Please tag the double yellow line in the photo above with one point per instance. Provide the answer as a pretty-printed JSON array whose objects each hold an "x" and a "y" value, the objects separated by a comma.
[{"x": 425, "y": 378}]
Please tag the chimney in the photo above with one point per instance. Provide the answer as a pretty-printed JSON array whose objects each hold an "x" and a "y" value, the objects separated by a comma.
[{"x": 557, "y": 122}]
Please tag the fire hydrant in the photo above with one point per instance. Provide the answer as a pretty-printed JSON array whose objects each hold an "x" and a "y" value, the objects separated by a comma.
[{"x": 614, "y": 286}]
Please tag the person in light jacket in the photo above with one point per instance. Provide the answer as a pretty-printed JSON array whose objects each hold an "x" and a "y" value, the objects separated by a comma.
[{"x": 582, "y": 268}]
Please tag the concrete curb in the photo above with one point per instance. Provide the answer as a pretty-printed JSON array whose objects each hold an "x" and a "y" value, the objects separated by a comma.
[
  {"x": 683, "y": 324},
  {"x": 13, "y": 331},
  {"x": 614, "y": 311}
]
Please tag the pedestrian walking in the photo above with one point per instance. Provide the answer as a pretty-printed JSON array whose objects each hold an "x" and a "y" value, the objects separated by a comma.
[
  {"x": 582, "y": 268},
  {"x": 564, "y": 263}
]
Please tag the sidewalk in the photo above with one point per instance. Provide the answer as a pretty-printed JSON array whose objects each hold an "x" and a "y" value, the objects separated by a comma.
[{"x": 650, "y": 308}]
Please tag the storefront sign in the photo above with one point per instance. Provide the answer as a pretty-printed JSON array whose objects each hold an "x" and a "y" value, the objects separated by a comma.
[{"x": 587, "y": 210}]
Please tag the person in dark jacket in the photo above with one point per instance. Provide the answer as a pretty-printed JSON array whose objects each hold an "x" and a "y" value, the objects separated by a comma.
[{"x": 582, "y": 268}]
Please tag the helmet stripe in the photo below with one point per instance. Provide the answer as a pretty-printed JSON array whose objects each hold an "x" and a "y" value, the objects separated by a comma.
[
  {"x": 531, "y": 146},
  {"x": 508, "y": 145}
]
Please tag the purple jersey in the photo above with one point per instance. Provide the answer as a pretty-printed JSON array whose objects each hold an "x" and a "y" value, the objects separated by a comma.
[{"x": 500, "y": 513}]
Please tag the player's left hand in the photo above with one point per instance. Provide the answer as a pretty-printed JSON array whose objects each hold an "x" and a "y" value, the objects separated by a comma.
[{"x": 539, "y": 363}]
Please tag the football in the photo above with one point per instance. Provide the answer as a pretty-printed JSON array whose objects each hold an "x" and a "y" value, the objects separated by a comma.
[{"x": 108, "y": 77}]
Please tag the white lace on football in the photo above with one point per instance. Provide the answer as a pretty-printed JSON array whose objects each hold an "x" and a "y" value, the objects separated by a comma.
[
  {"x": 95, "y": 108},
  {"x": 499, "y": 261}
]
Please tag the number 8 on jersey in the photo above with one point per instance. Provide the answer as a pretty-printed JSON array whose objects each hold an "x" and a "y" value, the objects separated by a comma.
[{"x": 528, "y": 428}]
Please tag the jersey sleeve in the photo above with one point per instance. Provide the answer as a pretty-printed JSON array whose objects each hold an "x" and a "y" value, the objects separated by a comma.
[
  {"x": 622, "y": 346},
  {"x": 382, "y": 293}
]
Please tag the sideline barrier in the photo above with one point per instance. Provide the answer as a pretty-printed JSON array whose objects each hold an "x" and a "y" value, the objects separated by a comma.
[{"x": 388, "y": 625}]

+ + + + +

[Requirements]: The records above must be repeated exactly, every one of them.

[The completed task]:
Please tag the double yellow line in the photo above with one point per instance. Provide the answer as a pretty-printed JSON array whose objects each hold an "x" and a "y" value, the objects separated by a comma.
[{"x": 425, "y": 378}]
Please tag the chimney in the photo above with one point per instance. Provide the answer as a pretty-printed JSON array whose objects each hold an "x" and a "y" value, the objects separated by a comma.
[{"x": 557, "y": 122}]
Please tag the fire hydrant in the photo above with one point per instance. Provide the answer as a pretty-printed JSON array whose objects each hold an "x" and a "y" value, the objects separated by a comma.
[{"x": 614, "y": 286}]
Please tag the person in light jacket in the photo above with one point per instance. Provide the answer as a pretty-printed JSON array whose objects each hold an "x" and a "y" value, the objects separated by a comma.
[{"x": 582, "y": 268}]
Please tag the concrete curb in the photo above with one point per instance. Provide the answer as a pretty-printed JSON array whose objects each hold an "x" and a "y" value, the objects separated by a comma.
[
  {"x": 683, "y": 324},
  {"x": 13, "y": 331},
  {"x": 614, "y": 311}
]
Please tag the pedestrian walking in the photo above with one point per instance. Provide the answer as a pretty-printed JSON array whose objects each hold an "x" and a "y" value, the objects separated by a comma.
[
  {"x": 582, "y": 268},
  {"x": 564, "y": 263}
]
Please tag the sidewalk in the photo above with one point per instance. Provide the answer as a pretty-printed JSON array whose objects each hold an "x" and a "y" value, the objects separated by a comma.
[{"x": 650, "y": 308}]
Please tag the storefront sign in the photo above with one point per instance. Provide the answer as a pretty-printed JSON array whose objects each hold an "x" and a "y" value, the objects separated by a comma.
[{"x": 587, "y": 210}]
Please tag the person in dark jacket in the photo above with one point per instance. Provide the answer as a pretty-printed JSON array whose objects each hold an "x" and a "y" value, the objects separated by a comma.
[{"x": 582, "y": 268}]
Please tag the helmet stripe in the photo below with one point per instance. Provide the answer as a pretty-printed JSON array whose objects each hold an "x" and a "y" value, the objects separated by a comma.
[
  {"x": 531, "y": 146},
  {"x": 508, "y": 145}
]
Please tag the purple jersey in the photo above with one point per instance. Provide the answer as a pretty-printed JSON array whose objects each hold an "x" and a "y" value, the objects separated by a comma.
[{"x": 500, "y": 513}]
Please tag the player's left hand in the photo above with one point per instance. Provide the answer as a pretty-printed JSON array whose objects each hold an "x" and a "y" value, the objects separated by a comma.
[{"x": 539, "y": 363}]
Please tag the football in the photo above with one point per instance. Provide the answer as a pretty-printed JSON array whose objects each hold an "x" and a "y" value, the objects separated by a comma.
[{"x": 108, "y": 77}]
Please tag the white lace on football in the photo above with one point per instance. Provide the answer as a pretty-printed JSON array whose objects each hold an "x" and a "y" value, the objects separated by a comma.
[
  {"x": 95, "y": 108},
  {"x": 499, "y": 261}
]
Please tag the number 8 on jersey in the photo above with one point per instance. Provide the answer as a pretty-printed JSON array whose objects each hold an "x" and a "y" value, the objects separated by a comma.
[{"x": 528, "y": 428}]
Please tag the jersey sleeve in the photo above with one point per instance. Provide the answer as a pretty-printed JSON array whose objects each hold an "x" and a "y" value, the objects separated by a comma.
[
  {"x": 622, "y": 346},
  {"x": 382, "y": 293}
]
Please tag the sideline barrier in the photo above with one point per instance. Provide the answer as a pretty-printed JSON array whose objects each hold an "x" and a "y" value, the objects separated by a comma.
[{"x": 388, "y": 625}]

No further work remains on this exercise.